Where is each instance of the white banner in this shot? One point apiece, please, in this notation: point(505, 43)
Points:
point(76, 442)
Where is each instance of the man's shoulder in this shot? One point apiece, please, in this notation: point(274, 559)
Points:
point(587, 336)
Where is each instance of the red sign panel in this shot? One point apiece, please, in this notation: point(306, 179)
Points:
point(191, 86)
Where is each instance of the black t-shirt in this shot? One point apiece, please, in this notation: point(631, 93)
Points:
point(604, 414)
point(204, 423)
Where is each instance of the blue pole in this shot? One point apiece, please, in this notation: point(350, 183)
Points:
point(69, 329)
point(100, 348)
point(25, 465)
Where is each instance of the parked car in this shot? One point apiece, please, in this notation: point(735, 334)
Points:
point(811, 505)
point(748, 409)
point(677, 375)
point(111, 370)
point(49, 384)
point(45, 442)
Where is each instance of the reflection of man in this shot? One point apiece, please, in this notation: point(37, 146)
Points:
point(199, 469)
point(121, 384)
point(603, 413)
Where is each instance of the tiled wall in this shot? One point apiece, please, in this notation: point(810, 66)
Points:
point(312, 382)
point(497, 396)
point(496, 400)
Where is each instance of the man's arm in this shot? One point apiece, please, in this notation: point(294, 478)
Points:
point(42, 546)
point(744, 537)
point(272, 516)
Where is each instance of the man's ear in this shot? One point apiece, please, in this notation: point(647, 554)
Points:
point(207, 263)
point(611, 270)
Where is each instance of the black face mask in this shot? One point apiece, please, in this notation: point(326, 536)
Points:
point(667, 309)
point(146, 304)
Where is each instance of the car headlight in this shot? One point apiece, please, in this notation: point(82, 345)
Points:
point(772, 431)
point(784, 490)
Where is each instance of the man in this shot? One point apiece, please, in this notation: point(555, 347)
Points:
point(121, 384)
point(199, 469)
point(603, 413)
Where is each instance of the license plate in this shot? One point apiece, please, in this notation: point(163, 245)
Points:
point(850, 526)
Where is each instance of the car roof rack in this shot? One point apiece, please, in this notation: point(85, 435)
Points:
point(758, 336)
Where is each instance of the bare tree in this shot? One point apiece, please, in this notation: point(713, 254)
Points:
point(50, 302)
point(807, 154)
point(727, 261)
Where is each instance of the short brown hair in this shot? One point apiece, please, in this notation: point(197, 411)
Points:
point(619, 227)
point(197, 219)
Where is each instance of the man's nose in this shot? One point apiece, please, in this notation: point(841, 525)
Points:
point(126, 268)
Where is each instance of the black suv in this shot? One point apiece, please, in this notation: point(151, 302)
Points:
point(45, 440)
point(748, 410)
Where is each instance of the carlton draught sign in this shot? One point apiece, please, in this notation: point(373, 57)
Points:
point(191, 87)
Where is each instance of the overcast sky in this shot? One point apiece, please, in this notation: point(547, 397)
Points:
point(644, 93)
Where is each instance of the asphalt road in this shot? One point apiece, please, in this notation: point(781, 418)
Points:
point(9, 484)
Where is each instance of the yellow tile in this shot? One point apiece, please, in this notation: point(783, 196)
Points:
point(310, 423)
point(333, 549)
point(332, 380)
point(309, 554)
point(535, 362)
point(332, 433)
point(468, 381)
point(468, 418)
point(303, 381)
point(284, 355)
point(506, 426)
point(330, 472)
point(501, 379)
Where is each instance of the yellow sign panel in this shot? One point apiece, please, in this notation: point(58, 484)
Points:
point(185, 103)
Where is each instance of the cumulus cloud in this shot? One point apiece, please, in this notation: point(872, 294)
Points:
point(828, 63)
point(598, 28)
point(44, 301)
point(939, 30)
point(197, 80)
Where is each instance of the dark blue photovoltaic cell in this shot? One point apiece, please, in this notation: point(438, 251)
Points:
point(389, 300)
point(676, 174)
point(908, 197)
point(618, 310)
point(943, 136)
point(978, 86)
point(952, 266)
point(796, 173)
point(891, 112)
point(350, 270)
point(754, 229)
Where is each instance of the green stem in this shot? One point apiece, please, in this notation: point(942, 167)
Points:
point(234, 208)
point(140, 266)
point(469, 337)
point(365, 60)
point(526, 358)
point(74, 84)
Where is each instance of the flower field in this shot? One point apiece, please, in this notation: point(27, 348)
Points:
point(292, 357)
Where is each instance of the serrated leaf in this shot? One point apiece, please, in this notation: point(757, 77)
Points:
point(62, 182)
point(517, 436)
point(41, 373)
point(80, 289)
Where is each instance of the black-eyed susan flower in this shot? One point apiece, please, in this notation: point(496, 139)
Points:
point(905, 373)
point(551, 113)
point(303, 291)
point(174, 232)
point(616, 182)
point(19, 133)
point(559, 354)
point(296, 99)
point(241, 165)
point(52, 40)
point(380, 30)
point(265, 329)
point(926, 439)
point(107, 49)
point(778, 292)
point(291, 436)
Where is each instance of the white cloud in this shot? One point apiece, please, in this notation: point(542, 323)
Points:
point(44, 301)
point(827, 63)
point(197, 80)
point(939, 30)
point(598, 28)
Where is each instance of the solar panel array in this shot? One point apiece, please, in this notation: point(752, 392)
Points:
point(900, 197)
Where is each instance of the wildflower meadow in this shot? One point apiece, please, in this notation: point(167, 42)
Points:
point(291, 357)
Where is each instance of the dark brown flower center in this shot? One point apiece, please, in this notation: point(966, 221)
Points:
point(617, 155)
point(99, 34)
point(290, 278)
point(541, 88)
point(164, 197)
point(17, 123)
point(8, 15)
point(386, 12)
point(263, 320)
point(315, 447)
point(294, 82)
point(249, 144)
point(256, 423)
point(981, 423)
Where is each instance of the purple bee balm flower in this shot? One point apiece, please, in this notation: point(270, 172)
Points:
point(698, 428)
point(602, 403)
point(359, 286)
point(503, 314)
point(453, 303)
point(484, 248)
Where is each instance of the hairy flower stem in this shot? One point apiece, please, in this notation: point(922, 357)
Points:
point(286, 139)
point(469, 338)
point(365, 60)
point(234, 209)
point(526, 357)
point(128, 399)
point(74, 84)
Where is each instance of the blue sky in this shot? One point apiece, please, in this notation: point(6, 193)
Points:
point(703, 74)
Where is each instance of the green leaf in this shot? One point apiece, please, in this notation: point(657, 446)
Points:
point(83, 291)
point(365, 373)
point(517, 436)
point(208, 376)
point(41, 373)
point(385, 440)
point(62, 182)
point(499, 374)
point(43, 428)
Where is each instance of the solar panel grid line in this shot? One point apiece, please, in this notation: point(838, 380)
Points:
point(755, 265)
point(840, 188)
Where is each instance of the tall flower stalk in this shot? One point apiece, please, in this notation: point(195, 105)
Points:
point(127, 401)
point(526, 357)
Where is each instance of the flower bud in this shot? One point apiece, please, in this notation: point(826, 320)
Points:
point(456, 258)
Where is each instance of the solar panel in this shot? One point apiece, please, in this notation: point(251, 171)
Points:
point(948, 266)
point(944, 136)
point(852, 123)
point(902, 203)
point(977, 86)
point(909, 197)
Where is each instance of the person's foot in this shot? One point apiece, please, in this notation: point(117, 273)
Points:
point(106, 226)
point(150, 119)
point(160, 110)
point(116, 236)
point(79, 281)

┄┄┄┄┄┄┄┄┄┄

Filter the records above down to the lines that hold the string "white".

» Response area
Where is each instance of the white banner in this shot? One point apiece, please, in this notation: point(505, 43)
Where is each instance of the white cloud in this shot? One point apiece, please, in this notation: point(542, 323)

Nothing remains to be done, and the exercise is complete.